▶ [Given data]:

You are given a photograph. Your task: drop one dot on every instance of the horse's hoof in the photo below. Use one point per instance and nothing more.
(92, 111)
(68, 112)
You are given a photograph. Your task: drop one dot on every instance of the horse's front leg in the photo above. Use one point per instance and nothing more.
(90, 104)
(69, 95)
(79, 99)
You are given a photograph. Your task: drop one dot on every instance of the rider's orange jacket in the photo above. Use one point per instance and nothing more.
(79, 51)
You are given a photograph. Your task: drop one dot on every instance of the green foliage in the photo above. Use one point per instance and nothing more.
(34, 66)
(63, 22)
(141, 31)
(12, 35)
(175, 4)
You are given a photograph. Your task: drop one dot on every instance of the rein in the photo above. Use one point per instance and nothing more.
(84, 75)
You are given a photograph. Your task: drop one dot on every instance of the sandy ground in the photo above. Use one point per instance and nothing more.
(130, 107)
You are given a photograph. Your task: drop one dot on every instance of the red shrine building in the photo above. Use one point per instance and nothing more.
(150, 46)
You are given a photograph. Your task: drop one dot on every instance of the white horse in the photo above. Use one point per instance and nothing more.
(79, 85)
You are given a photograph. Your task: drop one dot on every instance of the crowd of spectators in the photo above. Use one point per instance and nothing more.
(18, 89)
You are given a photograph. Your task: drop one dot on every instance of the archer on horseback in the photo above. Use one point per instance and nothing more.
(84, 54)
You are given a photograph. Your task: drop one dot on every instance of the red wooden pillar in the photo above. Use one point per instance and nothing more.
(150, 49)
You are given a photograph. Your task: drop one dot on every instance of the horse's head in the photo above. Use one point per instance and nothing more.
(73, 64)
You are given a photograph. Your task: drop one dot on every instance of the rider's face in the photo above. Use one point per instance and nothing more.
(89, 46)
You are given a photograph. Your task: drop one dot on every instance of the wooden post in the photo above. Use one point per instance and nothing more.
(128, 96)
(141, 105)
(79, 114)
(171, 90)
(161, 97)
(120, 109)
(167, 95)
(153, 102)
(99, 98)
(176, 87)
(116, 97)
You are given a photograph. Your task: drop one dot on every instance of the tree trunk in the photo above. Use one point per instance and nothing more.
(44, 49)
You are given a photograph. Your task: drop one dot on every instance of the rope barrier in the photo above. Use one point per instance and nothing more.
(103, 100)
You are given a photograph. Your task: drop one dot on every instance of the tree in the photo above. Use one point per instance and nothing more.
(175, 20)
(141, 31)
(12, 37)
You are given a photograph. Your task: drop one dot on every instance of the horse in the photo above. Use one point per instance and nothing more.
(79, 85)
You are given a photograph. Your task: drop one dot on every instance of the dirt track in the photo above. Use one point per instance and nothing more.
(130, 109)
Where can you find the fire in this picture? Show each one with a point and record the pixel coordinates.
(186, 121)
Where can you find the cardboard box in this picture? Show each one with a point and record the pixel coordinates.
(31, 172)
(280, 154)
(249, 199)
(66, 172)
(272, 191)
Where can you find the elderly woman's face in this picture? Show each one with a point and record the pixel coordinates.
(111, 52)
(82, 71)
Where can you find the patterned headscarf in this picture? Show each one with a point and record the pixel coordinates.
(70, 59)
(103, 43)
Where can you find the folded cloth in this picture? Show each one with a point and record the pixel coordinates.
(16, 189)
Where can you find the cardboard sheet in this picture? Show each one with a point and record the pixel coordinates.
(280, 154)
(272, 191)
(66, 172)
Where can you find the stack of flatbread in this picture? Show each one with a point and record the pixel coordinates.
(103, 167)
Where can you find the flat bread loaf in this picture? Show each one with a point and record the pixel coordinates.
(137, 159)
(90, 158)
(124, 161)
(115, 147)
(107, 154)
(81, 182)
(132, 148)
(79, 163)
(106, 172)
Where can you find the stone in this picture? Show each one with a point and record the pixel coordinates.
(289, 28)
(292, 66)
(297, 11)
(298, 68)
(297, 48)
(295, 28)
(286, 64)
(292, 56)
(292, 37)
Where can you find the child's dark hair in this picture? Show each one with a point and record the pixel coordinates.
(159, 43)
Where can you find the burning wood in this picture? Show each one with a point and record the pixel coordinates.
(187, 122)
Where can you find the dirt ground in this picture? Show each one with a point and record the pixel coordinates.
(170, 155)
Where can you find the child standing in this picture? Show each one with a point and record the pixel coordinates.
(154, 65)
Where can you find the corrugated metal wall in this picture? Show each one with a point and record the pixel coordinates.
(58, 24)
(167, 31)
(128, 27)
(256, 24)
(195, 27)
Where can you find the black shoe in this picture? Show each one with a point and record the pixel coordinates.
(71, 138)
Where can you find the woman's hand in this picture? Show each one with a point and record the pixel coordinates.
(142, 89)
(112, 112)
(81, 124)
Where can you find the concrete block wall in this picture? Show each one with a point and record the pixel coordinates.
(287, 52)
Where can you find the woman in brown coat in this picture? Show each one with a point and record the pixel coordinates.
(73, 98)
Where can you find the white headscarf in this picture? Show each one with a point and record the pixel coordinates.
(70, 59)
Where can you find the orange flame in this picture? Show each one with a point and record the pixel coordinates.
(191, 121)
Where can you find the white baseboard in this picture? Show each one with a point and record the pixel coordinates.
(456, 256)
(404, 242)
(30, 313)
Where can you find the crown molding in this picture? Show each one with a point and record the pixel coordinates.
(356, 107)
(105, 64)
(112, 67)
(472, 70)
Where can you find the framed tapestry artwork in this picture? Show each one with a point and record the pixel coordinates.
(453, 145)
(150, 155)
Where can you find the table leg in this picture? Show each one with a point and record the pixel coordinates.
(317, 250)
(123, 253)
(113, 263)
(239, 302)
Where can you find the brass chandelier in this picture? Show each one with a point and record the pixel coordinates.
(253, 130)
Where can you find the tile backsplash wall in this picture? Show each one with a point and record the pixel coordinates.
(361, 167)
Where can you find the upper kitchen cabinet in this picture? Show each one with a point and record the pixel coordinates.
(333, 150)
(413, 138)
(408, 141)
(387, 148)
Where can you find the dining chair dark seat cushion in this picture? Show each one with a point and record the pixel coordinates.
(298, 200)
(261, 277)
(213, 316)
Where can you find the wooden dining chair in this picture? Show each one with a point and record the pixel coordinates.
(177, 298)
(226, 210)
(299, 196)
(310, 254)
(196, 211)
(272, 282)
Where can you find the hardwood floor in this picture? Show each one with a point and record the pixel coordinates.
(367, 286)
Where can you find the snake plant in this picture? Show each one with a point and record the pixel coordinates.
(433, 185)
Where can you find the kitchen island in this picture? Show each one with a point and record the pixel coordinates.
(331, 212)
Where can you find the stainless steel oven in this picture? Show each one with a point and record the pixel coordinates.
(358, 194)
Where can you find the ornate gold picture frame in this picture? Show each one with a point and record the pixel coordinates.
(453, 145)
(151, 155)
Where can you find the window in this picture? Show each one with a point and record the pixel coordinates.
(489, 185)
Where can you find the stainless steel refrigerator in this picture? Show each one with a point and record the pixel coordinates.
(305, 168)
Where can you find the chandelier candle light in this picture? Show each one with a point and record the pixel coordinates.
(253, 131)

▶ [Your objective]:
Your answer should be all of the records, transcribed exactly.

▶ [Task output]:
You are given a photograph. Your task: drop one dot on every instance of the horse's hoof in the photo below. Use one point per instance and nothing more.
(92, 111)
(68, 112)
You are given a photograph. Your task: drop one dot on every instance of the horse's front leg in the photo above. Use one point per instance and nothing more.
(90, 104)
(69, 95)
(79, 99)
You are given a photograph. Your task: drop one dot on every instance of the rider's orange jacket in the photo above. Use one point per instance and nothing more.
(79, 51)
You are given a photograph. Your task: drop one dot on every instance of the green foliage in the photo above. Use one point per instance and nothing more.
(34, 66)
(63, 22)
(141, 31)
(12, 35)
(175, 4)
You are given a photograph. Your task: drop one dot on every instance of the rein in the photo above. Use one point per instance and nothing more.
(84, 75)
You are given a photograph. Your task: drop one dot on every instance of the sandy ground in the photo above. Use one point per instance and nothing more.
(130, 107)
You are given a photograph. Your task: drop one dot on every instance of the red shrine building in the photo above. Use one point per instance and nothing more.
(150, 46)
You are given a photograph. Your task: drop one dot on every instance of the white horse in the photo above. Use one point per instance and nothing more.
(79, 85)
You are given a photograph. Your task: drop one dot on every instance of the crowd of spectators in the photo above. Use one point per instance and nothing more.
(18, 89)
You are given a photograph. Your task: drop one dot on every instance of the archer on horseback in the photo above. Use one point per instance and nothing more.
(84, 54)
You are given a photograph. Your task: drop one dot on every instance of the red wooden pillar in the photo above. Use one point per instance and nothing more.
(150, 49)
You are given a photograph. Your task: drop one dot on every instance of the horse's head in the photo above. Use one point per instance and nothing more.
(73, 64)
You are given a photograph. Your task: drop one dot on every instance of the rider's face in the photo above. Use one point per instance and nothing more.
(89, 46)
You are given a photograph. Your task: drop one dot on every instance of the wooden post in the photo above. Use one point per instance and nothing more.
(128, 96)
(141, 105)
(79, 114)
(171, 90)
(161, 97)
(120, 109)
(167, 95)
(153, 102)
(99, 98)
(176, 87)
(116, 97)
You are given a photograph. Your task: drop one dot on every instance of the tree trunk in the photo above. Use one point per instance and nothing more.
(44, 49)
You are given a photograph. Your task: drop one dot on every instance of the rope barrier in the photo above. Use one point per instance and nothing more.
(103, 100)
You are given a photograph. Your task: drop one dot on every instance of the tree in the photo above. Use one point per instance and nothing more.
(175, 20)
(141, 31)
(12, 37)
You are given a photograph. Your task: drop one dot on every instance of the horse in the photo above. Use one point per instance and nothing more.
(79, 85)
You are given a photograph. Your task: drop one dot on every instance of the dirt track in the photo above. Use one point per instance and nothing more.
(130, 109)
Where can you find the fire in this picture? Show each one with a point and record the pixel coordinates.
(186, 121)
Where can you find the cardboard box in this picture? Show each one with a point and record the pixel coordinates.
(31, 172)
(280, 154)
(249, 199)
(66, 172)
(272, 191)
Where can you find the elderly woman's face in this picture? Show each one with a point and record the pixel coordinates.
(111, 52)
(82, 71)
Where can you find the patterned headscarf in this picture? Show each one with a point and record the pixel coordinates.
(70, 59)
(103, 43)
Where can you find the folded cloth in this picture? Show each one with a point and record the pixel coordinates.
(16, 189)
Where can you find the cardboard sheet in this picture? Show each one with a point and record the pixel coordinates.
(280, 154)
(272, 191)
(66, 172)
Where can you find the stack of flatbread in this picture? Show each one with a point and record the pixel coordinates.
(103, 167)
Where can you find the flat bread loaf in this picture? Show each one with a point and record the pixel coordinates.
(137, 159)
(90, 158)
(124, 161)
(115, 147)
(107, 154)
(81, 182)
(132, 148)
(79, 163)
(106, 172)
Where can you find the stone in this picture? Show each one with a point and record the pixel coordinates.
(289, 28)
(292, 66)
(297, 11)
(298, 68)
(297, 48)
(295, 28)
(286, 64)
(292, 56)
(292, 37)
Where can you find the child's dark hair in this picture? Show each one with a point and record the pixel coordinates.
(159, 43)
Where can you find the burning wood in this picture? Show each one with a point and record the pixel coordinates.
(187, 122)
Where can you find the dirt ground in this picture? Show each one with a point and record the pixel coordinates.
(170, 155)
Where can you find the child standing in this picture? Show each one with a point and record the pixel coordinates.
(154, 65)
Where can you find the corrugated metal wall in this picture? Show each one with a point and record the pixel coordinates.
(58, 24)
(167, 31)
(128, 27)
(256, 24)
(195, 27)
Where can you find the black shoe in this picture? Show each one with a point and record the pixel coordinates.
(71, 138)
Where can you find the woman's hand in this picture? Show each one with a point and record the pixel coordinates.
(142, 89)
(112, 112)
(81, 124)
Where can you find the concrete block wall in this picture? Show each one with a point and record the pixel coordinates.
(287, 52)
Where can you find the woman in brown coat in this picture? Show each one with a point and record the pixel coordinates.
(73, 98)
Where can you find the white headscarf in this picture? Show each one with a point and record the pixel coordinates.
(70, 59)
Where can you find the orange flame in this picture? Show each one with a point and record the pixel coordinates.
(191, 121)
Where can you find the white baseboard in this picture? Show each one with a point and record the pixel coordinates.
(456, 256)
(404, 242)
(30, 313)
Where can you find the crown molding in this picture? Show each one with a point and record the pixel coordinates.
(356, 107)
(105, 64)
(112, 67)
(472, 70)
Where can you find the framed tapestry artwork in this picture? Show each one with a point and record the pixel coordinates.
(453, 145)
(150, 155)
Where can you find the table leg in this picture? Show each one with a point and record the pixel coordinates.
(317, 250)
(123, 253)
(113, 263)
(239, 302)
Where can you find the brass chandelier in this picture? Show each one with a point and record the pixel coordinates.
(253, 130)
Where can you find the tile backsplash wall in this picture? Show each one with a point and record the pixel coordinates.
(361, 167)
Where can you find the upper kitchen cabinet in this picture? Show each one with a point and record the pixel coordinates.
(333, 150)
(413, 138)
(408, 141)
(387, 148)
Where can you find the dining chair dark seat cushion in this picture? Show each one with a point and record the pixel coordinates.
(298, 200)
(261, 277)
(213, 316)
Where can you find the wooden dining chair in this picture? Show each one with a point and record the pixel coordinates.
(177, 298)
(226, 210)
(299, 196)
(310, 254)
(196, 211)
(272, 282)
Where can you find the hardwood floor in this picture? Show each one with a point and record the pixel coordinates.
(367, 286)
Where can you find the snake plant in this picture? Show each one with a point and record the pixel coordinates.
(433, 185)
Where can you find the kitchen island in this picture? Show each one with a point and record the pixel coordinates.
(331, 212)
Where can you find the stainless steel oven in this picture? Show each one with a point and record the pixel coordinates.
(358, 194)
Where can you find the ornate gold picture frame in this picture? Show each one with a point and record the pixel coordinates.
(453, 145)
(151, 155)
Where can you find the window in this picture? Show each one with a point and record the pixel coordinates.
(489, 185)
Where can you find the stainless steel refrigerator in this picture? Show each one with a point and record the pixel coordinates.
(305, 168)
Where can you find the chandelier candle light in this picture? Show each one with a point and record the pixel coordinates.
(253, 131)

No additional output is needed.